## START

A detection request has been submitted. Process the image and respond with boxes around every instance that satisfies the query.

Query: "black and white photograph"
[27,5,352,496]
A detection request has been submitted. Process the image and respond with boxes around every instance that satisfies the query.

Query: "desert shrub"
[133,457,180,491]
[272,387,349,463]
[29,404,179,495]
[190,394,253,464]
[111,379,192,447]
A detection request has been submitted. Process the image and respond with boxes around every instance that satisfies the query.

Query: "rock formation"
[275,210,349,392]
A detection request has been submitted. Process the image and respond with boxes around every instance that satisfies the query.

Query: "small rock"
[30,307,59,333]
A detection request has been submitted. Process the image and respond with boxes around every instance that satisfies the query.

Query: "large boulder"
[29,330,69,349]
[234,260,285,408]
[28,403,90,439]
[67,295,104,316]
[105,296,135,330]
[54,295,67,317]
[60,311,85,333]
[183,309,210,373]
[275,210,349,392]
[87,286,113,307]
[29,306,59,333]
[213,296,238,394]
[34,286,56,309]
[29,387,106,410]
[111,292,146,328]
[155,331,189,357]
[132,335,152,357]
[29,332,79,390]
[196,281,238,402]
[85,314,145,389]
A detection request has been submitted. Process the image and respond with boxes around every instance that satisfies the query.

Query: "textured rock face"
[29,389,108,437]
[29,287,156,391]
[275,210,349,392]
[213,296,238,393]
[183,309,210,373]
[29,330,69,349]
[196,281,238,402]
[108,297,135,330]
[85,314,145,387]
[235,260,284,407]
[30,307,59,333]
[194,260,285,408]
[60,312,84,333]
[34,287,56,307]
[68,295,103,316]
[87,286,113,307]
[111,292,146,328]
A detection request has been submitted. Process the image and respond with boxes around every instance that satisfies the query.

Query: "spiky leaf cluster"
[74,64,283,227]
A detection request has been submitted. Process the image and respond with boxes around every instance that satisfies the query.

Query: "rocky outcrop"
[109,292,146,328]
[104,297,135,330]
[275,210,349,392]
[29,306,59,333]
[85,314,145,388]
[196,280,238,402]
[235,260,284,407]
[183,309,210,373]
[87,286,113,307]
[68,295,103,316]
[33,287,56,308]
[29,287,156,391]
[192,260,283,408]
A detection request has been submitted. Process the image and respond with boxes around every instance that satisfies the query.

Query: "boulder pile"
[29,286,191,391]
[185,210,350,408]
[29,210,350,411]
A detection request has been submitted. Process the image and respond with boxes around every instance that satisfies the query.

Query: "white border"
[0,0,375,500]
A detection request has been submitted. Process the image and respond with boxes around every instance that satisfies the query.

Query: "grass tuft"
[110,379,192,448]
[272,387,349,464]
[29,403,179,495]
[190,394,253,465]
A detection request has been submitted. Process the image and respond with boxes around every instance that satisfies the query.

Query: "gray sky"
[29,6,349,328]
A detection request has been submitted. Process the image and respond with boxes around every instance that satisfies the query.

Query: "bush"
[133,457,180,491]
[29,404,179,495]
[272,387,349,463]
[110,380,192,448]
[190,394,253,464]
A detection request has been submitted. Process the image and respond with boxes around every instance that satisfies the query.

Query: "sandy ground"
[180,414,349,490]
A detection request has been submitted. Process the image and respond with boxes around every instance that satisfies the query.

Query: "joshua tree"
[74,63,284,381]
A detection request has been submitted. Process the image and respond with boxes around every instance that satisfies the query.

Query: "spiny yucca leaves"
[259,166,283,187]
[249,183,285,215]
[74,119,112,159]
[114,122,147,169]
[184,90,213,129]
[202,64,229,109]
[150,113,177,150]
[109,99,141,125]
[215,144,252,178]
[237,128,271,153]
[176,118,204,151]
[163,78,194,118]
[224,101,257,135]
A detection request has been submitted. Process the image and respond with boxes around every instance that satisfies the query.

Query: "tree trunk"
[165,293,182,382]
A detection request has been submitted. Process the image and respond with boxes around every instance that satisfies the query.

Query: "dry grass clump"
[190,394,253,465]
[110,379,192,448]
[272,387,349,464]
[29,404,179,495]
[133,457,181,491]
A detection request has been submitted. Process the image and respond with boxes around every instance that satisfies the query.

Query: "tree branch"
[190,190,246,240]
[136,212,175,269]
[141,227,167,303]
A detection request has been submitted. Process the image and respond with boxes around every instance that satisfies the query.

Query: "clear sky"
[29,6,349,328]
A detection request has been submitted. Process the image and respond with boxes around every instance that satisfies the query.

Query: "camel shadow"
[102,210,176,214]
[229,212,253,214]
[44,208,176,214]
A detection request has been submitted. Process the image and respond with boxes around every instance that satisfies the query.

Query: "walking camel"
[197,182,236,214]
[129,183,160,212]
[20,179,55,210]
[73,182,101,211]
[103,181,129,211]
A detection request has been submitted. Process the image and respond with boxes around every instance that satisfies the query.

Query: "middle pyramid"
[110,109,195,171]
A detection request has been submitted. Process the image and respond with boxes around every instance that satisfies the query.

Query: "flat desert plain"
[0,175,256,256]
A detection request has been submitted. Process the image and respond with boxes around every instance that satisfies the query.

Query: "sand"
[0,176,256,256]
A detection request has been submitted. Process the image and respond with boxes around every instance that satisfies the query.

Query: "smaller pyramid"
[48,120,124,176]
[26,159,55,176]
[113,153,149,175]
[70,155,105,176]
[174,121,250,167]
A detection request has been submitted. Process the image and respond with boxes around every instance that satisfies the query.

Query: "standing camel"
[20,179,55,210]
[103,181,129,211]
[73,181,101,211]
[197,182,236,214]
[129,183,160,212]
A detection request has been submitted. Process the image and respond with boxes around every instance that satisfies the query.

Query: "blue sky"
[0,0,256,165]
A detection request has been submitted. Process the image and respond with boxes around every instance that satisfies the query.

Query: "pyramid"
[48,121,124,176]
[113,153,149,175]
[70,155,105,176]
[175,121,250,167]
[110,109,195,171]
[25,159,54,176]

## END

» **Exercise requirements**
Show each line above that contains the word "boulder". Uppercase and lowercase letters count as different.

» **The solution**
Query: "large boulder"
Query: "boulder pile"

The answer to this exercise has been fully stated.